Many students struggle with the definition of a confidence interval when first learning the concept. The interpretation that a lot of textbooks include is somthing like “if we were to repeat the study many many times, 95% of the confidence intervals would contain the true population parameter.”

We are going to implement a simulation that illustrates this statistical concept using confidence intervals for the slope parameter in a linear regression model.

Let’s break it down into a couple of steps.

As a reminder, the typical population model that we assume for a linear regression is:

\[Y = \beta_0 + \beta_1 X + \varepsilon\] Where \(\beta_0\) and \(\beta_1\) are the population intercept and slope parameters and and \(\varepsilon \sim N(0, \sigma^2)\) is random noise that is normally distributed with mean 0 and variance \(\sigma^2\).

We will design a simulation that uses this as a “data generating model.”

4. Fill in the code below to generate a synthetic dataset with 100 observations. We will assume that the explanatory variable \(X\) is uniformly distributed from 0 to 1 and that \(\sigma^2\) = 1. The synthetic data should be a data frame with 100 rows and two columns: x and y.

# define slope and intercept parameters
intercept = 2
slope = 1

# generate x vector


# generate noise `ep` vector


# generate outcome from population model
y = intercept + x*slope + ep


# create an "observed data" dataframe with only the x and y vectors

5. Fit a simple linear regression model of the outcome y on x.

6. Use the tidy() function from the broom package to extract a data frame from the lm() output that includes the slope estimate and a 95% confidence interval for the slope estimate.

7. Check whether the true population slope is inside of the estimated 95% confidence interval for that simulated dataset. Specifically, add a variable called cover to the dataframe of estimates you created in the last question (Q6) that is 1 if the population slope is in the interval and 0 if not.

Tip

As a reminder, we set slope = 1 in the data generation (Q4) so the true population slope is \(\beta_1 = 1\).

8. Now put this all together into a function called mycifun()! The function should have three required arguments:

beta0,
beta1, and
n (the number of observations in the simulated data).**

The function should complete the steps in Q4-7 given these arguments:

generate one synthetic dataset based on the data generating model specified
fit a linear regression model to the simulated data
check that the population slope is contained in the estimated 95% confidence interval for the sample slope

The output of the function should be a data frame (or tibble) with one row and four columns:

the slope estimate,
lower bound of the CI,
upper bound of the CI, and
whether the population slope is within the CI.

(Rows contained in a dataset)
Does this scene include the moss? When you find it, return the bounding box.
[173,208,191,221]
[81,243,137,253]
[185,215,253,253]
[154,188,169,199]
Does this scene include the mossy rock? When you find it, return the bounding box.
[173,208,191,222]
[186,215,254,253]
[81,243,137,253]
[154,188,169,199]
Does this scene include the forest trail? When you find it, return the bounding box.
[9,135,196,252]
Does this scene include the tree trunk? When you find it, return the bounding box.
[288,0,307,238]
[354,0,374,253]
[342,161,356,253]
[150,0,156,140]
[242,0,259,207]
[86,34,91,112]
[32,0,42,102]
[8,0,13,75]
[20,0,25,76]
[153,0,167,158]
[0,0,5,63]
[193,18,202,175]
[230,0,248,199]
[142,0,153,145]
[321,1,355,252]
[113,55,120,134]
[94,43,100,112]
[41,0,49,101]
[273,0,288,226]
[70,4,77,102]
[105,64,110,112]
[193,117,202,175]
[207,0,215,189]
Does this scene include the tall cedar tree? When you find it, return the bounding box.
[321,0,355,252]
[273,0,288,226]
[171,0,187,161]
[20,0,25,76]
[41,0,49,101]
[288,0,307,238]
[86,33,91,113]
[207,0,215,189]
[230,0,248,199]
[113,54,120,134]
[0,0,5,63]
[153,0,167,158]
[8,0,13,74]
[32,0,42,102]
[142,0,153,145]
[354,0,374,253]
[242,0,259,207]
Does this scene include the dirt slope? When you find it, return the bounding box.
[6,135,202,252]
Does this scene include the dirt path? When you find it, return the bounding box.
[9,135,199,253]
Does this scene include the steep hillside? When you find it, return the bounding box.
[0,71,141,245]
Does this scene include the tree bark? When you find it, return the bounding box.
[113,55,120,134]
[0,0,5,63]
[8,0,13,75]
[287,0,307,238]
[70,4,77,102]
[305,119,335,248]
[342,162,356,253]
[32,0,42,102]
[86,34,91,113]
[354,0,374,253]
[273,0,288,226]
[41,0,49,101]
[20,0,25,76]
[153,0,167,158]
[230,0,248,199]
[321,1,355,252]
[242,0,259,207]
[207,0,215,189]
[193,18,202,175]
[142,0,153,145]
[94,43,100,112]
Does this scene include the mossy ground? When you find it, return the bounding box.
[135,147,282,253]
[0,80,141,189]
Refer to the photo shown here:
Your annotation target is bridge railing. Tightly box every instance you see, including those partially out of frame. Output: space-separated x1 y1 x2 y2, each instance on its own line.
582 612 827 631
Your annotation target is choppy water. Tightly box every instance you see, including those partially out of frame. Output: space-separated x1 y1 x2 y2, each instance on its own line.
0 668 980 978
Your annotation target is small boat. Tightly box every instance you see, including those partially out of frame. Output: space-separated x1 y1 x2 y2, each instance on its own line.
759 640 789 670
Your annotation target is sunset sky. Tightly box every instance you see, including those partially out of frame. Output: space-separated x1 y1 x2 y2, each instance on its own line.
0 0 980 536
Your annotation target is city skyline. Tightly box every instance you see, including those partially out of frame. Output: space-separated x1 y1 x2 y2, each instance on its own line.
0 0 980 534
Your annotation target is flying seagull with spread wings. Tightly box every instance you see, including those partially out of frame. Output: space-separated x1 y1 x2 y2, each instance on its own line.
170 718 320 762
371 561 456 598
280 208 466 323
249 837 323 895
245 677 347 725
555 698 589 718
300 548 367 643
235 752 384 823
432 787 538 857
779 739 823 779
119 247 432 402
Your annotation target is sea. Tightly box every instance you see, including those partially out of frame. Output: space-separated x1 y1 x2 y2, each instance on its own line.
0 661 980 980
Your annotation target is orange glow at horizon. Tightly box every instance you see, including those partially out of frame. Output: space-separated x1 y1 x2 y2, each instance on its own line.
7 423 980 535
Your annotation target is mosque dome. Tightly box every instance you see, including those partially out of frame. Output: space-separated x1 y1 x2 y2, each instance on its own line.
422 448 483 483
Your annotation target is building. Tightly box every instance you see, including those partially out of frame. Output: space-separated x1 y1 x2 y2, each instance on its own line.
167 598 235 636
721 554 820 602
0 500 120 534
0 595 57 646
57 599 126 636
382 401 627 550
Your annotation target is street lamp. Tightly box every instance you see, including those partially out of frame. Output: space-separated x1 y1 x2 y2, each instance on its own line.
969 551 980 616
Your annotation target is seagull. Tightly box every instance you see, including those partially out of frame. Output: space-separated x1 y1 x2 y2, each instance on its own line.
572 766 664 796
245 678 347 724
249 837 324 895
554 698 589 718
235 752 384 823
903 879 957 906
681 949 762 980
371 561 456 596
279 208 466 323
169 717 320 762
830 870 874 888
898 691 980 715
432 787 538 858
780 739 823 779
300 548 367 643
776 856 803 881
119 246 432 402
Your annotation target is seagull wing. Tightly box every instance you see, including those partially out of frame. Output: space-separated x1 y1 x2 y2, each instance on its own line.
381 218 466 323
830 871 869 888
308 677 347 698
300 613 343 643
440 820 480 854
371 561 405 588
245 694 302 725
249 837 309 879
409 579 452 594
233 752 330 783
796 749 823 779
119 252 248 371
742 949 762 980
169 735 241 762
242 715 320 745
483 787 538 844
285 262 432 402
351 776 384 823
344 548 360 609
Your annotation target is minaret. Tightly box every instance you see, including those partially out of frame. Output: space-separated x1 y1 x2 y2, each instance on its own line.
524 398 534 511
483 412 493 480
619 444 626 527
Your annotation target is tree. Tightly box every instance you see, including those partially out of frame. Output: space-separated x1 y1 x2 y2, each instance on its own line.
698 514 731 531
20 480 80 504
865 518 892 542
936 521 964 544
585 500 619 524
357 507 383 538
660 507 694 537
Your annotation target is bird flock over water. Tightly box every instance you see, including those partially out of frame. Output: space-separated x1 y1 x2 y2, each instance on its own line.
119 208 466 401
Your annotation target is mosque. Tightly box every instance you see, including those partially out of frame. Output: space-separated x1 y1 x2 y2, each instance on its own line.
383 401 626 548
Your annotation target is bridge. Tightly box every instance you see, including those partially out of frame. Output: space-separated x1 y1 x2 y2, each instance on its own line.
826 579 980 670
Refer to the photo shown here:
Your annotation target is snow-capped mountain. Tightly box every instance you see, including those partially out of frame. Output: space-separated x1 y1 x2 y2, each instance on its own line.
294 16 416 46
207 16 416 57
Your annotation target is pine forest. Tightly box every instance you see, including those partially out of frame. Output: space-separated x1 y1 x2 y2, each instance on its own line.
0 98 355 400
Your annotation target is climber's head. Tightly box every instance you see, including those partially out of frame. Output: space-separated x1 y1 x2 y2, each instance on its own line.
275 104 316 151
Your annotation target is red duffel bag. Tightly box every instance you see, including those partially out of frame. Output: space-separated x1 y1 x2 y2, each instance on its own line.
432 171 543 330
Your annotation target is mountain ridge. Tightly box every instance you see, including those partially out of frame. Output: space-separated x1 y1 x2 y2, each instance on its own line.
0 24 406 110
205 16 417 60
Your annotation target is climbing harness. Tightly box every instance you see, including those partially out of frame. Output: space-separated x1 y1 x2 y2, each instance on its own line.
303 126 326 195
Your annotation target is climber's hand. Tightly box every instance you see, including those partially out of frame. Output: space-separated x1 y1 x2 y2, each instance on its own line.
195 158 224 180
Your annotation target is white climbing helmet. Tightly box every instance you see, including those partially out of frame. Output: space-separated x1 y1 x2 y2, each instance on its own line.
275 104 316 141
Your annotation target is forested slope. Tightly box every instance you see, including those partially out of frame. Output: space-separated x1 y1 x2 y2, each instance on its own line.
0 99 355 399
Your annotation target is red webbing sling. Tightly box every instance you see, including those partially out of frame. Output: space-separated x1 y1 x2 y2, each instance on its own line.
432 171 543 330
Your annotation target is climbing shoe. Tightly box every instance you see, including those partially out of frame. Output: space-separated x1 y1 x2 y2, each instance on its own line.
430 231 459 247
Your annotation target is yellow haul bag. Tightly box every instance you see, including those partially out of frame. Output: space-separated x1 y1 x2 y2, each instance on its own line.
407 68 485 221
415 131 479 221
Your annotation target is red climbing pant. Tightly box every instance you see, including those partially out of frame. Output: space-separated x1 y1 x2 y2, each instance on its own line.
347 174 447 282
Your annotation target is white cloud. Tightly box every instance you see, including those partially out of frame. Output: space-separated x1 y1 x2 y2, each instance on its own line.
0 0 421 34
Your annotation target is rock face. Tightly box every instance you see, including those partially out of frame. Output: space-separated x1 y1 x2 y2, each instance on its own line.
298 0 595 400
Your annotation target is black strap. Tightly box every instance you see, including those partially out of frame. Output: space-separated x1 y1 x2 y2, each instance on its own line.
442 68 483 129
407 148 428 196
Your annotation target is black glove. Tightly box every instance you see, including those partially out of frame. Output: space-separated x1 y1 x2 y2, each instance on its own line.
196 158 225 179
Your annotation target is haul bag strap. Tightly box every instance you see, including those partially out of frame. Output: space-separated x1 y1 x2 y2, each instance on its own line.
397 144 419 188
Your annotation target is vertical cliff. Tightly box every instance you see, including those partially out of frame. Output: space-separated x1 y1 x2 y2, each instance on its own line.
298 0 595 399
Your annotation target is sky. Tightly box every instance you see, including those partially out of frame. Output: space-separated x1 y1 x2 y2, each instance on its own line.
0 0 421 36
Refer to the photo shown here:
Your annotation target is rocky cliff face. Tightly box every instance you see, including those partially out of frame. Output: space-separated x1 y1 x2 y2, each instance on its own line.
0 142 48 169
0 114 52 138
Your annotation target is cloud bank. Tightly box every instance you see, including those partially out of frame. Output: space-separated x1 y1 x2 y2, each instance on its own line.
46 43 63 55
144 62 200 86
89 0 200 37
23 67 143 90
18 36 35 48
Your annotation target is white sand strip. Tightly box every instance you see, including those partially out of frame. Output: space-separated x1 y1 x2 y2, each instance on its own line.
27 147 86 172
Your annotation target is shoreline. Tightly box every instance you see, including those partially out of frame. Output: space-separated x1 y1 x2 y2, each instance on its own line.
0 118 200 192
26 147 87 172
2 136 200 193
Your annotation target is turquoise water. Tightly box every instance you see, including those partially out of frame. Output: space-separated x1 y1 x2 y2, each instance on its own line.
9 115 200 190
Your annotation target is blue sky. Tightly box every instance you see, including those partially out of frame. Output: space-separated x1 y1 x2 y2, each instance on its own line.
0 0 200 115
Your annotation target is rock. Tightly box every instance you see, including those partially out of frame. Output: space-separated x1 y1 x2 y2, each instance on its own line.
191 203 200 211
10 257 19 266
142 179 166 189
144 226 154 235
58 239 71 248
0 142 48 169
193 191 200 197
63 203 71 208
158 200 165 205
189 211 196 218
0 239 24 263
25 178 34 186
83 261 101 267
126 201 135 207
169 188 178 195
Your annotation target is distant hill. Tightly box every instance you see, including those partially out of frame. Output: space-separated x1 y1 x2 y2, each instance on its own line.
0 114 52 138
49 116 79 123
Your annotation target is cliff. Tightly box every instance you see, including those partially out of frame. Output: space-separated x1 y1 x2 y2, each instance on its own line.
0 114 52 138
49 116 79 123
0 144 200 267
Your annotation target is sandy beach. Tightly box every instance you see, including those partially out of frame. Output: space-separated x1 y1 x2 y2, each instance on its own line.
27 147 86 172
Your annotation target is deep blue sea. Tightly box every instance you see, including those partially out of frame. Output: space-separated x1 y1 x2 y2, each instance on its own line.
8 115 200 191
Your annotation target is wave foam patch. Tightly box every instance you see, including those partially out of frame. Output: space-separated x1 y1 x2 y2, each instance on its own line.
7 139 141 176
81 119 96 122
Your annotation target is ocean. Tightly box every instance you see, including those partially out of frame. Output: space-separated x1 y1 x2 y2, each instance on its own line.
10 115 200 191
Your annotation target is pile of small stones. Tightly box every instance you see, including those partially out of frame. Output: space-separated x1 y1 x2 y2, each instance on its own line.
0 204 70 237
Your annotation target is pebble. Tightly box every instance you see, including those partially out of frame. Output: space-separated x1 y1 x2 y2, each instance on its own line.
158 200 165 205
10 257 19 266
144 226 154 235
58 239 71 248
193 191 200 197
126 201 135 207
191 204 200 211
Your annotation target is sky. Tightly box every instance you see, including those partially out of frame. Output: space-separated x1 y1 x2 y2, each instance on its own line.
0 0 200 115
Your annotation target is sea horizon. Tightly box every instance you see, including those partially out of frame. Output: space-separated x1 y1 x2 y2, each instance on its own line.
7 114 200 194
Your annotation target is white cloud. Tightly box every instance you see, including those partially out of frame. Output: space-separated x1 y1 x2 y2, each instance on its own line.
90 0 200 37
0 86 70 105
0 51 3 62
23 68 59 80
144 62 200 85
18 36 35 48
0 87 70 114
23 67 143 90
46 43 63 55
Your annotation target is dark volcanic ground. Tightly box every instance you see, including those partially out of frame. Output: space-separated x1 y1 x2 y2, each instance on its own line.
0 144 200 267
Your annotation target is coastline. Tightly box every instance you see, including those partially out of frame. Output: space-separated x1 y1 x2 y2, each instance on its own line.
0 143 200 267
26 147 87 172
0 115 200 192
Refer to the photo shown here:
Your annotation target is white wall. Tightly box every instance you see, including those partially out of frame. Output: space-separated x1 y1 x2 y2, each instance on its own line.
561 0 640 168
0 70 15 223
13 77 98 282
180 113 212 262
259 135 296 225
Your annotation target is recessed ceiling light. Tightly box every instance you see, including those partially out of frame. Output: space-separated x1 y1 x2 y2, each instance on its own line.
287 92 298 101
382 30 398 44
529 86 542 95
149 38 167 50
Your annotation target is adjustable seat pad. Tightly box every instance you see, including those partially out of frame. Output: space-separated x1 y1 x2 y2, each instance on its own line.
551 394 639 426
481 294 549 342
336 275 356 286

• **Exercises to complete**
- 1) List the required arguments that the confidence interval simulation text says the function mycifun() should have.
- 2) Continue the confidence interval simulation text from the point where it stops.

• **Task results**
- 1) beta0, beta1, and n (the number of observations in the simulated data)

- 2)
9. Run the code below to test your function.

mycifun(beta0 = 1, beta1 = 2, n = 1000)

10. Now run this simulation 1,000 times using map() and the function you wrote (mycifun()). Generate data with \(\beta_0 = 3\), \(\beta_1 = .5\) and \(n = 100\). Make sure to add a line of code to make your simulation reproducible every time you run it.

ci_dat <- map(.x = 1:1000,
              .f = 
              )

11. Use the bind_rows() function from the dplyr package to glue each row of your simulation together. The result of this step should be a data frame (or tibble) with 1,000 rows and 4 columns.

12. What is your simulated coverage rate? In otherwords, for what proportion of the iterations was the population slope within the estimated 95% confidence interval?

13. Create a visualization to illustrate the coverage rate.

You can create any visualization that effectively illustrates the concept. I included a plot below with my idea of an effective plot to illustrate the concept of coverage. Actually, a professor showed me a plot like this in undergrad and I have always remembered it!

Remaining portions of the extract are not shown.